Work to complete:
Set the data down again, exactly as it appears below.

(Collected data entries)
◆ ◆ ◆ ◆ ◆
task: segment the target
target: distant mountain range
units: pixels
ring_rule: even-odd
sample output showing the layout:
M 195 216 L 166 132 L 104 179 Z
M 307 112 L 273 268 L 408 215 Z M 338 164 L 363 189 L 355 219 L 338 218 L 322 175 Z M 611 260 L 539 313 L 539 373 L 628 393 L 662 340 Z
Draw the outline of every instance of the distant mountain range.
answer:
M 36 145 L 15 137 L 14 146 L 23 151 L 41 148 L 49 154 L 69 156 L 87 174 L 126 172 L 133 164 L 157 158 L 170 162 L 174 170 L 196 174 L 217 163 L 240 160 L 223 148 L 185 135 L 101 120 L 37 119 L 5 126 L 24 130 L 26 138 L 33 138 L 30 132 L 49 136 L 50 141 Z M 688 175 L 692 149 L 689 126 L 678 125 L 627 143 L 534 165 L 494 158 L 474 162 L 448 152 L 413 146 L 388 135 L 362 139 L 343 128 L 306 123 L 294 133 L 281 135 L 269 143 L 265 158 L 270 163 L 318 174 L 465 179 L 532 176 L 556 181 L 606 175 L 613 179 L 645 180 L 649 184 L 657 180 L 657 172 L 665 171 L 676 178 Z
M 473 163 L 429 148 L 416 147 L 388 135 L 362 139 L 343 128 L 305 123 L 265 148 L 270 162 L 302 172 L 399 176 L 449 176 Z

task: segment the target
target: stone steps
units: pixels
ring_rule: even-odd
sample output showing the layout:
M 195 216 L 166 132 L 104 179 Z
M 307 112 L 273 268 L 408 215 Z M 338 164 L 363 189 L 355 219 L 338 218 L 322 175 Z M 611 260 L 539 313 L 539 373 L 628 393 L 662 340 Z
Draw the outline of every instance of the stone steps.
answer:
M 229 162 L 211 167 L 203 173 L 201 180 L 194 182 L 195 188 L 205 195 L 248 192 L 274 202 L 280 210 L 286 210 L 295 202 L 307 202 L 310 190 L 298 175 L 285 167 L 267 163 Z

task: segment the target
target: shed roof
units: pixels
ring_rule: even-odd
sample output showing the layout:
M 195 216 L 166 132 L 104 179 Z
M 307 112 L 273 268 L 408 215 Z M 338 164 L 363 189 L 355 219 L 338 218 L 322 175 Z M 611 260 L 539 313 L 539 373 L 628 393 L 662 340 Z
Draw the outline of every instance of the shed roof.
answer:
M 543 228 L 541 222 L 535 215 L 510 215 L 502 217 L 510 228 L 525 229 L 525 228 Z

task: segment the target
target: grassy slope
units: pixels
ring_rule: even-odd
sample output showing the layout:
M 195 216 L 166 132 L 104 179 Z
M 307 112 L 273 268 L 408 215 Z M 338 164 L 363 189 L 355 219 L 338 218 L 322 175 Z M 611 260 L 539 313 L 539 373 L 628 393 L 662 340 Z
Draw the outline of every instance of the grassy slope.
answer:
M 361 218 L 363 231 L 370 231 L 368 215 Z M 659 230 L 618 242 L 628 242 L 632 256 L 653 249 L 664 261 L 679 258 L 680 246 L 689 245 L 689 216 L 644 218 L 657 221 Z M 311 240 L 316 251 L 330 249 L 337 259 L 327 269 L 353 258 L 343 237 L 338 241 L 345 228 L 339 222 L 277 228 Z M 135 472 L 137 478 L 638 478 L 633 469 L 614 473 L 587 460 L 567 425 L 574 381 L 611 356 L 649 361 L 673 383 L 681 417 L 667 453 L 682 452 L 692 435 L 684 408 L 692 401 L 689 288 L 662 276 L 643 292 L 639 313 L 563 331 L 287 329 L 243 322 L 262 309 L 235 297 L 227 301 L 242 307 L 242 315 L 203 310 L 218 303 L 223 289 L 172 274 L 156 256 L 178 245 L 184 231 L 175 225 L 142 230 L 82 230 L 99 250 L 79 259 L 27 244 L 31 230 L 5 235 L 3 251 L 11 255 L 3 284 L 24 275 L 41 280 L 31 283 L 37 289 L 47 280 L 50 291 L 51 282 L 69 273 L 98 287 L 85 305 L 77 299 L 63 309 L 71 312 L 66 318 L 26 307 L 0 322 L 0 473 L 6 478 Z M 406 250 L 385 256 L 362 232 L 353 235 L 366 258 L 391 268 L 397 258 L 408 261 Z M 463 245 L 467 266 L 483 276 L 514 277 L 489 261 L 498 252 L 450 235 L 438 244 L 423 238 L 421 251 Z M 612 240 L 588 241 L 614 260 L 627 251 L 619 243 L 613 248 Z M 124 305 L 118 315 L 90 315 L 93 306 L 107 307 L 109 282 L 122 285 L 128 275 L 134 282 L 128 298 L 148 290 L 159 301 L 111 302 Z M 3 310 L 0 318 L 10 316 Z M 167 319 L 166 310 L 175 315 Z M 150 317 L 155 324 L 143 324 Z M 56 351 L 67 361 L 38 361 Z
◆ ◆ ◆ ◆ ◆
Solution:
task: segment the target
target: distant mountain range
units: pixels
ring_rule: even-odd
sample output showing the layout:
M 195 216 L 166 132 L 104 179 Z
M 307 112 L 273 268 L 408 215 Z M 338 164 L 363 189 L 355 219 L 338 218 L 322 175 Z M 611 260 L 539 313 L 539 373 L 628 393 L 662 340 Z
Draw the outline of every instance of the distant mountain range.
answer:
M 36 145 L 15 137 L 14 146 L 23 151 L 41 148 L 49 154 L 69 156 L 87 174 L 126 172 L 133 164 L 157 158 L 170 162 L 174 170 L 196 174 L 217 163 L 240 160 L 223 148 L 185 135 L 101 120 L 37 119 L 5 126 L 24 130 L 26 138 L 33 138 L 30 132 L 49 136 L 50 141 Z M 688 175 L 692 149 L 689 126 L 678 125 L 627 143 L 534 165 L 494 158 L 474 162 L 448 152 L 413 146 L 388 135 L 362 139 L 343 128 L 306 123 L 294 133 L 281 135 L 269 143 L 265 158 L 270 163 L 318 174 L 465 179 L 532 176 L 556 181 L 606 175 L 613 179 L 645 180 L 649 184 L 657 180 L 657 172 L 665 171 L 676 178 Z
M 473 163 L 429 148 L 416 147 L 388 135 L 362 139 L 343 128 L 305 123 L 265 148 L 270 162 L 302 172 L 399 176 L 449 176 Z

task: segment the target
target: stone steps
units: pixels
ring_rule: even-odd
sample output showing the layout:
M 195 216 L 166 132 L 104 179 Z
M 307 112 L 273 268 L 408 215 Z M 338 164 L 363 189 L 355 219 L 338 218 L 322 175 Z M 611 260 L 539 313 L 539 373 L 628 393 L 662 340 Z
Draw the outline of every instance of the stone steps.
answer:
M 229 162 L 211 167 L 203 173 L 201 180 L 194 182 L 195 188 L 205 195 L 248 192 L 274 202 L 280 210 L 286 210 L 295 202 L 307 202 L 310 190 L 298 175 L 285 167 L 267 163 Z

task: segment the target
target: shed roof
units: pixels
ring_rule: even-odd
sample output showing the layout:
M 195 216 L 166 132 L 104 179 Z
M 307 112 L 273 268 L 408 215 Z M 338 164 L 363 189 L 355 219 L 338 218 L 322 175 Z M 611 260 L 539 313 L 539 373 L 628 393 L 662 340 Z
Draw the outline of every instance of the shed roof.
answer:
M 543 228 L 541 222 L 535 215 L 510 215 L 502 217 L 510 228 L 525 229 L 525 228 Z

task: segment the target
target: grassy slope
units: pixels
ring_rule: even-odd
sample output showing the layout:
M 195 216 L 166 132 L 104 179 Z
M 307 112 L 273 268 L 408 215 Z M 338 164 L 363 189 L 355 219 L 338 218 L 322 175 Z M 611 260 L 539 313 L 539 373 L 628 393 L 662 340 Z
Draw the outline of every instance of the grassy slope.
answer:
M 361 218 L 363 231 L 370 231 L 368 215 Z M 659 230 L 618 242 L 628 242 L 632 256 L 653 249 L 664 261 L 679 258 L 680 246 L 689 245 L 689 216 L 644 218 L 657 221 Z M 311 240 L 316 251 L 330 249 L 337 259 L 327 269 L 353 258 L 343 237 L 338 241 L 345 228 L 339 222 L 277 228 Z M 135 472 L 137 478 L 638 478 L 633 469 L 614 473 L 587 460 L 567 425 L 574 381 L 611 356 L 649 361 L 673 383 L 681 417 L 667 453 L 682 452 L 692 435 L 684 408 L 692 401 L 689 288 L 662 276 L 643 292 L 639 313 L 563 331 L 287 329 L 243 322 L 262 309 L 235 297 L 227 301 L 242 307 L 242 315 L 203 310 L 218 303 L 223 289 L 172 274 L 156 256 L 178 245 L 184 231 L 175 225 L 142 230 L 82 230 L 99 250 L 79 259 L 27 244 L 31 230 L 5 235 L 3 251 L 11 255 L 3 284 L 24 275 L 41 280 L 31 283 L 37 289 L 47 280 L 50 291 L 51 282 L 69 273 L 98 287 L 85 305 L 77 299 L 63 309 L 71 312 L 66 318 L 26 307 L 0 322 L 0 473 L 6 478 Z M 406 250 L 385 256 L 362 232 L 353 235 L 366 258 L 391 268 L 397 258 L 408 261 Z M 463 245 L 467 266 L 483 276 L 514 277 L 489 261 L 498 252 L 450 235 L 438 244 L 423 238 L 421 251 Z M 612 240 L 588 241 L 614 260 L 627 251 L 619 243 L 613 248 Z M 124 305 L 118 315 L 90 315 L 93 306 L 107 307 L 109 282 L 122 285 L 128 275 L 134 282 L 128 298 L 148 290 L 159 301 L 111 302 Z M 3 310 L 0 318 L 10 316 Z M 167 319 L 166 310 L 175 315 Z M 150 317 L 155 324 L 143 324 Z M 56 351 L 67 361 L 38 361 Z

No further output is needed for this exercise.